- The exercise:
Could you repeat the records below word for word, beginning at their first line and stopping after the line that contains "[825,9,867,925]"?

----- Source material

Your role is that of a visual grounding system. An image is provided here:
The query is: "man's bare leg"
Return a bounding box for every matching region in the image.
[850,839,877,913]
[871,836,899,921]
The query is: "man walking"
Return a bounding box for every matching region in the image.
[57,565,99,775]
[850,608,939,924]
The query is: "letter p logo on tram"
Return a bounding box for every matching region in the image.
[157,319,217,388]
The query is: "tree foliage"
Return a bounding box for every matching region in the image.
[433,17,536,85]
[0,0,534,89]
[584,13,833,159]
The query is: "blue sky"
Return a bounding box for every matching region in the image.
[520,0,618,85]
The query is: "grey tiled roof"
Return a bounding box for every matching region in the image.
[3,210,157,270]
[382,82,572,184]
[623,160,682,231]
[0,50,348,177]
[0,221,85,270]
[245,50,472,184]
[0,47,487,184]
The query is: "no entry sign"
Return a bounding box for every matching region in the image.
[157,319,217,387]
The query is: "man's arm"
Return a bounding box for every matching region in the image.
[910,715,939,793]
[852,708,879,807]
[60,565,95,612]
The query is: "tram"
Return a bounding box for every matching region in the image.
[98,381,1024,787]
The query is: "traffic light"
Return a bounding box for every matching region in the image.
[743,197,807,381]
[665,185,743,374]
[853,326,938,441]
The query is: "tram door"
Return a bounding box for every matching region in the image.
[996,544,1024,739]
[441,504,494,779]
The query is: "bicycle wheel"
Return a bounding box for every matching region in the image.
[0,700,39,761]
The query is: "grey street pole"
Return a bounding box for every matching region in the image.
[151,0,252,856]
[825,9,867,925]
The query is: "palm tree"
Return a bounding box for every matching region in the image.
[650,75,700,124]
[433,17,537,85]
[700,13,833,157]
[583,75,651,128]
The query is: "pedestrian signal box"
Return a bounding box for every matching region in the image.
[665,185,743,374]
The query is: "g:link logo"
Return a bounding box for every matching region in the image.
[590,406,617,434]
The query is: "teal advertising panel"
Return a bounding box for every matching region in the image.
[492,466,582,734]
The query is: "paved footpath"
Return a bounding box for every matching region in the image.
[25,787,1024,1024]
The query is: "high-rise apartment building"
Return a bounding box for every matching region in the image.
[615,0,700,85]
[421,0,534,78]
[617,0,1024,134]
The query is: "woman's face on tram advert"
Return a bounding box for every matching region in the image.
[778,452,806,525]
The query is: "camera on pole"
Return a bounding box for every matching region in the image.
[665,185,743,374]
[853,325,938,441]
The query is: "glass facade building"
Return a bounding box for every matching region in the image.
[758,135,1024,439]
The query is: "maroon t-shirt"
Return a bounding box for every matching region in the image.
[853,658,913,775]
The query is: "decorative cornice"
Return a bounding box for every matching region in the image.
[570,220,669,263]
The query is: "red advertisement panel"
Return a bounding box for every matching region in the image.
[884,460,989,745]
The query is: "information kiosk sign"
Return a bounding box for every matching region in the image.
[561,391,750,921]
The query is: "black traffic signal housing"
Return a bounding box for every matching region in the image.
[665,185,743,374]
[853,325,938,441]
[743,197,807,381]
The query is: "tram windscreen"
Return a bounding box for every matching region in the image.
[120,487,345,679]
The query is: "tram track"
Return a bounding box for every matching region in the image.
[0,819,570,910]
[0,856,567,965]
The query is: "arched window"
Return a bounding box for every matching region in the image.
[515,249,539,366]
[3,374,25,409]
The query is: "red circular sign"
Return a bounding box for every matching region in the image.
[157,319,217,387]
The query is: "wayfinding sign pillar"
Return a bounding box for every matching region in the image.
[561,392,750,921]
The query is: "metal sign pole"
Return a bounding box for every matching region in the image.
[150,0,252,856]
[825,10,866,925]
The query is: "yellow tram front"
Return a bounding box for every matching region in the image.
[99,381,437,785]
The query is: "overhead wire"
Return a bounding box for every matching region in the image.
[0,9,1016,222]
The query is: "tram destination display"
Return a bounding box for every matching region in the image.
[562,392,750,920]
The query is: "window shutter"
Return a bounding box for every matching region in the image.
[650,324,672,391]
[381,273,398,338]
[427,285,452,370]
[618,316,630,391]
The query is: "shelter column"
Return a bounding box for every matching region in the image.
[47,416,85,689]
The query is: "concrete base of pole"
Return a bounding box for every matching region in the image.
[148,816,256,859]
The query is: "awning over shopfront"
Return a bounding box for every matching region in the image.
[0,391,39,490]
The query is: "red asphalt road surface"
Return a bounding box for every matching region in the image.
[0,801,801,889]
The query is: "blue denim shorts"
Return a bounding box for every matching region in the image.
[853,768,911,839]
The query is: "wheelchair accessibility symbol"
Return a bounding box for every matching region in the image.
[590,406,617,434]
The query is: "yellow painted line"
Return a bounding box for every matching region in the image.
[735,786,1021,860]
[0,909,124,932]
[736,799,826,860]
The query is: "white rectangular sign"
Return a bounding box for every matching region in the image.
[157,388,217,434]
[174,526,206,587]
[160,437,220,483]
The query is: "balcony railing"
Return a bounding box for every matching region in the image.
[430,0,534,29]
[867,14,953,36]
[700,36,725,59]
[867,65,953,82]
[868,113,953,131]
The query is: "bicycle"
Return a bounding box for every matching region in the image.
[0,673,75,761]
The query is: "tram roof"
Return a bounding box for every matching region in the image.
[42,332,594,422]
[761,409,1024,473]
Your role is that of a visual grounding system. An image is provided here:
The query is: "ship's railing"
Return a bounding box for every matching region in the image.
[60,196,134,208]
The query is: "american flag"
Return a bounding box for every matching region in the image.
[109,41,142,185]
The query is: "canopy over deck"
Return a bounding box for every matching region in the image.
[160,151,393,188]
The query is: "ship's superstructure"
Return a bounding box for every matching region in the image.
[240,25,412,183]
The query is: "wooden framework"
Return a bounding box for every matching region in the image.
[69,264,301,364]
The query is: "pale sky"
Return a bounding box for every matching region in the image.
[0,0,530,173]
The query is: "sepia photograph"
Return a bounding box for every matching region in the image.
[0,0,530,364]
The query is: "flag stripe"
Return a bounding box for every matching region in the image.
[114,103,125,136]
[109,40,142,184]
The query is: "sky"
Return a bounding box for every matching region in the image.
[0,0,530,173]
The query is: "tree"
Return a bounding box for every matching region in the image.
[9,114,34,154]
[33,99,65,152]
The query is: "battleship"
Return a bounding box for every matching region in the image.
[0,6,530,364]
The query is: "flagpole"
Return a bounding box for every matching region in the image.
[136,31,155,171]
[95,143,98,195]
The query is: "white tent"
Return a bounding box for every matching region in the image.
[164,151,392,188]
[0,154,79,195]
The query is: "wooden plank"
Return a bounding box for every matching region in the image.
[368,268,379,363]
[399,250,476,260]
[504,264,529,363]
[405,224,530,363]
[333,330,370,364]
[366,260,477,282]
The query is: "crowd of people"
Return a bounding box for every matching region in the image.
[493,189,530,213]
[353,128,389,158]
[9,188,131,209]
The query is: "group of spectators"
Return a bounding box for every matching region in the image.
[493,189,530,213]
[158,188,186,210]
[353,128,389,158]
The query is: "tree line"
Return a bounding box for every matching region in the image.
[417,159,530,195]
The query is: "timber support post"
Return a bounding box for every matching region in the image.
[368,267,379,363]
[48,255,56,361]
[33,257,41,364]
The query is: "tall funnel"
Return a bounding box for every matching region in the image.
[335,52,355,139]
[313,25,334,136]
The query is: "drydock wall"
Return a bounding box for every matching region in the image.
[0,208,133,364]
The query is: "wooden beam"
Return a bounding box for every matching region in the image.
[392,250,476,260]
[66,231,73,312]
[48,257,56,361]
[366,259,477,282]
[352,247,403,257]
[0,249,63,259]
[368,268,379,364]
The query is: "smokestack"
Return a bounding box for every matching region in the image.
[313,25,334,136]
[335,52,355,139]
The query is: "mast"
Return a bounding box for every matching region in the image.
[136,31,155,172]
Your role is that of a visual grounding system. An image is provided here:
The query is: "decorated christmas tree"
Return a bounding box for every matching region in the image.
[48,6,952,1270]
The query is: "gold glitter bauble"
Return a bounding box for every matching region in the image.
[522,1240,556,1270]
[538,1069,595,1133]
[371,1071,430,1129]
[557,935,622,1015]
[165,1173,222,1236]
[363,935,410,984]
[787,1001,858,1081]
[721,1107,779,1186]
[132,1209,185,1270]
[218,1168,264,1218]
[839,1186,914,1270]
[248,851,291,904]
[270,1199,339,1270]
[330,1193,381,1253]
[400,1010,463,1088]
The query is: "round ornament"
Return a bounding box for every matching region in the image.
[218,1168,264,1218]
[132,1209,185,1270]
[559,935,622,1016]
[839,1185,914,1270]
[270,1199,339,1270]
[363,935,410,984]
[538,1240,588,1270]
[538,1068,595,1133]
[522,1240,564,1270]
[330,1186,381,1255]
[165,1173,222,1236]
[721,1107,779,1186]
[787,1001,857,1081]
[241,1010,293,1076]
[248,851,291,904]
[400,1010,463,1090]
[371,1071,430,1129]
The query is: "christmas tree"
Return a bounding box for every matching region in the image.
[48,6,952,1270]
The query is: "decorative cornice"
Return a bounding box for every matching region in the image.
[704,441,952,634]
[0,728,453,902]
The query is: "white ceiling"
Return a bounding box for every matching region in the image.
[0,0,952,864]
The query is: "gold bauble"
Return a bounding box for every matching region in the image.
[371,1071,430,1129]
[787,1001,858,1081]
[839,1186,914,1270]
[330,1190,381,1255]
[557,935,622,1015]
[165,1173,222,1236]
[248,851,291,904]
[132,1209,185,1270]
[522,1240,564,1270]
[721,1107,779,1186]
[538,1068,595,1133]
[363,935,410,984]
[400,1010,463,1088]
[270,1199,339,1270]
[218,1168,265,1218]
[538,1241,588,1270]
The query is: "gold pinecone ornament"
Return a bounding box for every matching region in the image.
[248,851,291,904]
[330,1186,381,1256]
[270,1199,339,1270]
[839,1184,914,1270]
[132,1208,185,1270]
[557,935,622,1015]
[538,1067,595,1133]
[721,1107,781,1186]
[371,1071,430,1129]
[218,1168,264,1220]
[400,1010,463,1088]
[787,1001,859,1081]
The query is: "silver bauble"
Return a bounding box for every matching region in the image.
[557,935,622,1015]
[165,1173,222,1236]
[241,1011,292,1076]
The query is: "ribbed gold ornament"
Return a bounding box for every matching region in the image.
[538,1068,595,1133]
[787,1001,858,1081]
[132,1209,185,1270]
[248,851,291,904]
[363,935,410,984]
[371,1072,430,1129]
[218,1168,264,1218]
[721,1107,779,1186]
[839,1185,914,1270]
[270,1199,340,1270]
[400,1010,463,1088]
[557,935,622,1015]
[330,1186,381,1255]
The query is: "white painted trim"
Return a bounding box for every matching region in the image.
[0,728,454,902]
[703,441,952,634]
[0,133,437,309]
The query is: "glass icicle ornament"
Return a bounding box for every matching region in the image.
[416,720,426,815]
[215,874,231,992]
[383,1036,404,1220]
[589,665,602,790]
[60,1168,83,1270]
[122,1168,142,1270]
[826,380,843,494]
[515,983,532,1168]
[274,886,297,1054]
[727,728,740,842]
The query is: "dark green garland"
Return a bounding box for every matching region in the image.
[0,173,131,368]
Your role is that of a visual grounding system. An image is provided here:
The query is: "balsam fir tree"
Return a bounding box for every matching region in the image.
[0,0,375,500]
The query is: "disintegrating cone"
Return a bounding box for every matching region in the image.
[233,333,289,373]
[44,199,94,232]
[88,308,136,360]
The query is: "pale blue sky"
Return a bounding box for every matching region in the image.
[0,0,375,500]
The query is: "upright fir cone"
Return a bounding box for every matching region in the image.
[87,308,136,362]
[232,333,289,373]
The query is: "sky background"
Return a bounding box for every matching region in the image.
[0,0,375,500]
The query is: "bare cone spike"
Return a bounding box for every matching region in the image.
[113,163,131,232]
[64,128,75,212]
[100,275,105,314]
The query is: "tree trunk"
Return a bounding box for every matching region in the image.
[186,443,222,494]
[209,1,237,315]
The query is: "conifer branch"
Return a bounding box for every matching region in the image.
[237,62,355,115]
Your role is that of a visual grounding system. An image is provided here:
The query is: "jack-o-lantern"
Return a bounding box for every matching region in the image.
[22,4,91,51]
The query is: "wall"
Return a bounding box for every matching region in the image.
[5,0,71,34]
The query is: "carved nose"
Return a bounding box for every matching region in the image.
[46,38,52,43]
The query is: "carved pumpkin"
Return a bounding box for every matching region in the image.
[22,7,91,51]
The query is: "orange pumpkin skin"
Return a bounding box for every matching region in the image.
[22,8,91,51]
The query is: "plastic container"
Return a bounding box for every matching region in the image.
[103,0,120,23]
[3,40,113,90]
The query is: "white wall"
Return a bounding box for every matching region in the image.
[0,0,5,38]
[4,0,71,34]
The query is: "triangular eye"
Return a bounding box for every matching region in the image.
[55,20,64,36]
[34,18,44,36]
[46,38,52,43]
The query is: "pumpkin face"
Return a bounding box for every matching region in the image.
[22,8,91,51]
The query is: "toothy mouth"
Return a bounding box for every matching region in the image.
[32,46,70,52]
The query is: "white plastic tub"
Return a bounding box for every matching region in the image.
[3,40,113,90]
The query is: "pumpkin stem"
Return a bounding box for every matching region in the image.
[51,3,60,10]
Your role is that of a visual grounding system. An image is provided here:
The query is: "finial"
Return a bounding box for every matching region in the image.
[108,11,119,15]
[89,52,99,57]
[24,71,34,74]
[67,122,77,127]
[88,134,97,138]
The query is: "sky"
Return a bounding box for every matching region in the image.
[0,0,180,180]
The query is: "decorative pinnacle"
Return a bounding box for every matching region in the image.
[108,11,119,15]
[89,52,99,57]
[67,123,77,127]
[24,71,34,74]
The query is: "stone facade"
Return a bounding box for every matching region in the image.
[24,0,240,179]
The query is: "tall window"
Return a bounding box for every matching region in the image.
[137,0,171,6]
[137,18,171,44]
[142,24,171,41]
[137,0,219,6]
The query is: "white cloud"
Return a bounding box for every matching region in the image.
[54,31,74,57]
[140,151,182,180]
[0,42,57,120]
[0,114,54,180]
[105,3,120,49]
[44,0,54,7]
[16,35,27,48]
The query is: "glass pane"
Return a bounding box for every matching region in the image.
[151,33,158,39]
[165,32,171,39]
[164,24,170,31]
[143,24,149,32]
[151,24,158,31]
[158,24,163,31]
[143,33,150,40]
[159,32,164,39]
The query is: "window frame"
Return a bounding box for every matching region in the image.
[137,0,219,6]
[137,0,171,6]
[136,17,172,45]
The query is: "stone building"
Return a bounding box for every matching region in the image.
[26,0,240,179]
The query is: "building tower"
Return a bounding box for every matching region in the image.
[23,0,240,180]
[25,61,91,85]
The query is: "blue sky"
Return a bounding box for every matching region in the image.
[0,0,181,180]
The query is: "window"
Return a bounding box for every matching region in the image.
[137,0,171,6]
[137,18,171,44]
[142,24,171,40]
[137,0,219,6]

----------

- Output below:
Your role is that of a visual grounding system. An image is provided here:
The query is: "man's bare leg"
Return a bounding box for every matching region in the image.
[850,839,877,913]
[871,836,899,921]
The query is: "man walking"
Return a bounding box for every matching region in the image.
[57,565,99,775]
[850,608,939,924]
The query is: "letter p logo on tram"
Return a bounding box for every matching region in the image.
[157,319,217,388]
The query is: "tree foliage"
Return a bounding box for every matching region in the image.
[433,17,536,85]
[0,0,534,89]
[584,13,833,159]
The query is: "blue sky"
Return a bounding box for every matching region in the image.
[520,0,618,85]
The query is: "grey tiled roof"
Return a bounding box for every matching region in the image.
[3,210,157,270]
[382,82,572,184]
[623,160,682,231]
[0,50,348,177]
[0,221,85,270]
[245,50,472,184]
[0,47,487,184]
The query is: "no entry sign"
Return a bounding box for every matching region in the image.
[157,319,217,387]
The query is: "man's arm"
Return a bounding box for every matching region in the image.
[910,715,939,793]
[852,708,879,807]
[60,565,95,612]
The query is: "tram"
Return a bounding box for every matching region in the image.
[98,381,1024,787]
The query is: "traffic light"
Return a bounding box for every matching region in the image.
[743,197,807,381]
[665,185,743,374]
[853,326,938,441]
The query is: "tram door"
Return a bounding box for every matching region in the image.
[996,544,1024,739]
[441,504,494,779]
The query is: "bicycle wheel"
Return a bounding box for every matching region in the image.
[0,700,39,761]
The query is: "grey street pole"
Return a bounding box for every matching region in the image.
[151,0,252,856]
[825,9,867,925]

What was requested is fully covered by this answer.